*Task goal:*
All entries below must be written out verbatim, and the images must be dropped.

*Data records:*
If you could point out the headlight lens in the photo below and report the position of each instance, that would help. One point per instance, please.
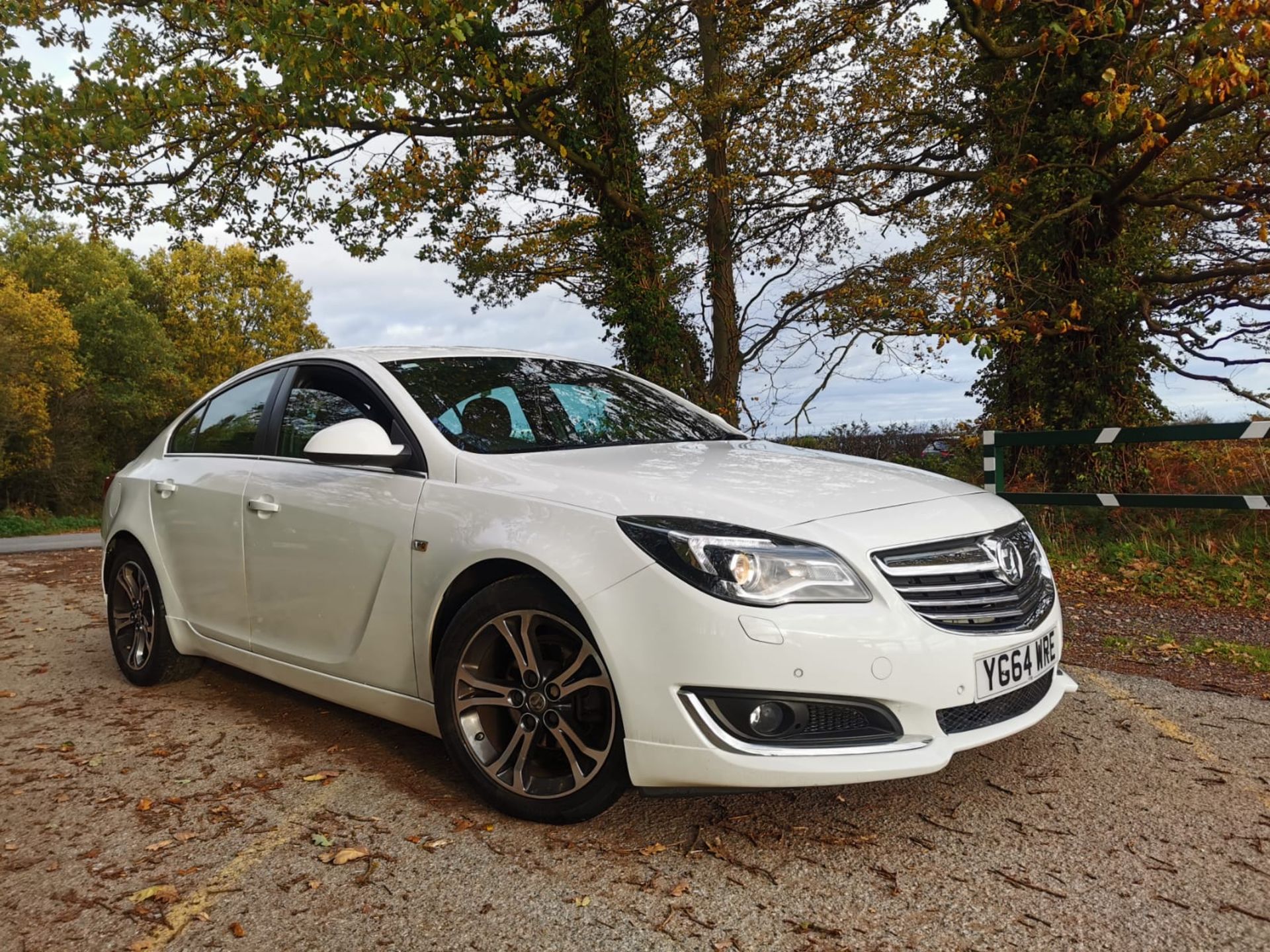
(745, 565)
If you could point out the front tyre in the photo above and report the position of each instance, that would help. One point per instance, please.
(139, 623)
(526, 705)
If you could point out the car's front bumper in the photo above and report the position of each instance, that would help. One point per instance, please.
(658, 635)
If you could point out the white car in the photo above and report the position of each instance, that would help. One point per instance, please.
(577, 579)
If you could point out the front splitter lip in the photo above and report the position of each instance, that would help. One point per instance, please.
(706, 725)
(709, 767)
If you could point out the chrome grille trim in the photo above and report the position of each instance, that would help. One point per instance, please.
(952, 589)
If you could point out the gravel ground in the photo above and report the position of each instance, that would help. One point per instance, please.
(1136, 816)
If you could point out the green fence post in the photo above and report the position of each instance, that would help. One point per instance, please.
(994, 479)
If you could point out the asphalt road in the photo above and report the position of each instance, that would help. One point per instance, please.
(198, 815)
(50, 543)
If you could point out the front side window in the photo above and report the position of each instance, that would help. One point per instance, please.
(229, 422)
(321, 397)
(523, 404)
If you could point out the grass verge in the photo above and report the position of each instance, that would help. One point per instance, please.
(13, 524)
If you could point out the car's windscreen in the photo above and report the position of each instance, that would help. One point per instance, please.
(524, 404)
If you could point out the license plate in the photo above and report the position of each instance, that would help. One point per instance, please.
(1014, 666)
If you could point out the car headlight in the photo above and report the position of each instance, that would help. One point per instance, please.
(745, 565)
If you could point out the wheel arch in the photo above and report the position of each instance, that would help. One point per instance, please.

*Exercise solution:*
If you could point out the headlight lens in the photo below and report the position of each instance, that would help. One point per instance, please.
(745, 565)
If you could point out the front tyre in the photo above and report the position of each instance, that would help. One point per instance, please.
(139, 623)
(526, 705)
If you could point out the car's front bumper in the photo above and report the position of each instance, that would help. One point per instance, please.
(658, 635)
If you could point out the white car in the photo above and report the position of each instance, that would help. One point per instance, please.
(577, 579)
If you could point out the front splitter lip in the photo above and report the position of each instance, that would help. One point per instance, please.
(706, 725)
(709, 767)
If you could point out the chrome grille trim in the photo above and report the position of each instance, that would help. One point per instance, please.
(952, 589)
If you could point out the gravel ground in the photo above and report the position of each instance, that would help. One point per instance, please.
(1136, 816)
If you could point out the green fence post in the photo above and report the position of each instance, that would help. One point per instance, please.
(994, 479)
If you could point out the asphalt road in the photo above and report the position of each instance, that would help. One point per instance, please.
(198, 815)
(50, 543)
If you could point out the front side window in the photo above and report the position of each instance, that would help. One point per instance, please.
(229, 422)
(321, 397)
(523, 404)
If you could point out the grass verge in the photo above and report the position of each instance, that would help. One point per instance, please.
(13, 524)
If you could point out the car's windscreen in the photo above and report the position of each instance, that would help. One point per instance, please.
(524, 404)
If you could point out the license plate in the photo above and report the position of each instance, that would help. One point per instance, please.
(1014, 666)
If you could point out the car headlight in the photo above and report the position of each instance, that would help. One point per instance, please.
(745, 565)
If you could point out the wheel arch in the photo above and report the position of each instance, that would help. One point per instance, please.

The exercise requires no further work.